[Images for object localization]
# # # # #
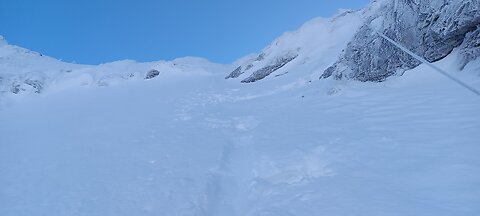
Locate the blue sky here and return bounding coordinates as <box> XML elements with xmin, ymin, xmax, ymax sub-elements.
<box><xmin>0</xmin><ymin>0</ymin><xmax>370</xmax><ymax>64</ymax></box>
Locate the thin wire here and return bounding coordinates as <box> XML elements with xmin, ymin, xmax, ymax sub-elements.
<box><xmin>376</xmin><ymin>31</ymin><xmax>480</xmax><ymax>96</ymax></box>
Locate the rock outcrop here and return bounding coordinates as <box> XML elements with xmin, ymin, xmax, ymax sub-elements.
<box><xmin>459</xmin><ymin>24</ymin><xmax>480</xmax><ymax>69</ymax></box>
<box><xmin>240</xmin><ymin>53</ymin><xmax>298</xmax><ymax>83</ymax></box>
<box><xmin>226</xmin><ymin>51</ymin><xmax>299</xmax><ymax>83</ymax></box>
<box><xmin>145</xmin><ymin>69</ymin><xmax>160</xmax><ymax>80</ymax></box>
<box><xmin>322</xmin><ymin>0</ymin><xmax>480</xmax><ymax>82</ymax></box>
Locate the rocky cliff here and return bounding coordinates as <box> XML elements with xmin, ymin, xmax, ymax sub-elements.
<box><xmin>322</xmin><ymin>0</ymin><xmax>480</xmax><ymax>82</ymax></box>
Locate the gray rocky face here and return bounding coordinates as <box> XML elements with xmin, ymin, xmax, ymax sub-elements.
<box><xmin>226</xmin><ymin>49</ymin><xmax>299</xmax><ymax>83</ymax></box>
<box><xmin>225</xmin><ymin>53</ymin><xmax>265</xmax><ymax>81</ymax></box>
<box><xmin>145</xmin><ymin>69</ymin><xmax>160</xmax><ymax>80</ymax></box>
<box><xmin>10</xmin><ymin>82</ymin><xmax>22</xmax><ymax>94</ymax></box>
<box><xmin>459</xmin><ymin>24</ymin><xmax>480</xmax><ymax>69</ymax></box>
<box><xmin>241</xmin><ymin>54</ymin><xmax>298</xmax><ymax>83</ymax></box>
<box><xmin>3</xmin><ymin>72</ymin><xmax>46</xmax><ymax>95</ymax></box>
<box><xmin>225</xmin><ymin>66</ymin><xmax>243</xmax><ymax>79</ymax></box>
<box><xmin>322</xmin><ymin>0</ymin><xmax>480</xmax><ymax>82</ymax></box>
<box><xmin>24</xmin><ymin>79</ymin><xmax>43</xmax><ymax>93</ymax></box>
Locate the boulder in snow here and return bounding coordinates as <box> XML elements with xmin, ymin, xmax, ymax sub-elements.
<box><xmin>145</xmin><ymin>69</ymin><xmax>160</xmax><ymax>80</ymax></box>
# # # # #
:: WORK INSTRUCTION ::
Please write every line above out exactly as given, except for any pictures.

:: COMPLETED EXERCISE ::
Locate the blue sky here and return bounding coordinates as <box> XML elements with xmin, ymin, xmax, ymax sub-elements.
<box><xmin>0</xmin><ymin>0</ymin><xmax>370</xmax><ymax>64</ymax></box>
Locate the thin wire here and return bounding coordinates as <box> XML elements with xmin, ymin, xmax, ymax sub-elements.
<box><xmin>376</xmin><ymin>31</ymin><xmax>480</xmax><ymax>96</ymax></box>
Locate the rock outcrop here and return bounding coordinates as <box> XML elements with xmin, ymin, xmax, ymax sub-elements.
<box><xmin>459</xmin><ymin>24</ymin><xmax>480</xmax><ymax>69</ymax></box>
<box><xmin>240</xmin><ymin>53</ymin><xmax>298</xmax><ymax>83</ymax></box>
<box><xmin>226</xmin><ymin>51</ymin><xmax>299</xmax><ymax>83</ymax></box>
<box><xmin>145</xmin><ymin>69</ymin><xmax>160</xmax><ymax>80</ymax></box>
<box><xmin>322</xmin><ymin>0</ymin><xmax>480</xmax><ymax>82</ymax></box>
Locate the rocky cliff here and return bounding coordinates as <box> XML elements with xmin, ymin, xmax, ymax sub-elements.
<box><xmin>322</xmin><ymin>0</ymin><xmax>480</xmax><ymax>82</ymax></box>
Locate the gray rocky face here and return bounding coordinates as <box> XML elements with xmin, ymin, xmax, ymax sub-elements.
<box><xmin>226</xmin><ymin>49</ymin><xmax>299</xmax><ymax>83</ymax></box>
<box><xmin>225</xmin><ymin>53</ymin><xmax>265</xmax><ymax>81</ymax></box>
<box><xmin>145</xmin><ymin>69</ymin><xmax>160</xmax><ymax>80</ymax></box>
<box><xmin>10</xmin><ymin>82</ymin><xmax>22</xmax><ymax>94</ymax></box>
<box><xmin>459</xmin><ymin>24</ymin><xmax>480</xmax><ymax>69</ymax></box>
<box><xmin>241</xmin><ymin>54</ymin><xmax>298</xmax><ymax>83</ymax></box>
<box><xmin>3</xmin><ymin>72</ymin><xmax>46</xmax><ymax>95</ymax></box>
<box><xmin>225</xmin><ymin>66</ymin><xmax>243</xmax><ymax>79</ymax></box>
<box><xmin>322</xmin><ymin>0</ymin><xmax>480</xmax><ymax>82</ymax></box>
<box><xmin>24</xmin><ymin>79</ymin><xmax>43</xmax><ymax>93</ymax></box>
Locate the boulder in snow here and return bounding coordinates as <box> XML elements with xmin, ymin, xmax, ymax sub-elements.
<box><xmin>145</xmin><ymin>69</ymin><xmax>160</xmax><ymax>80</ymax></box>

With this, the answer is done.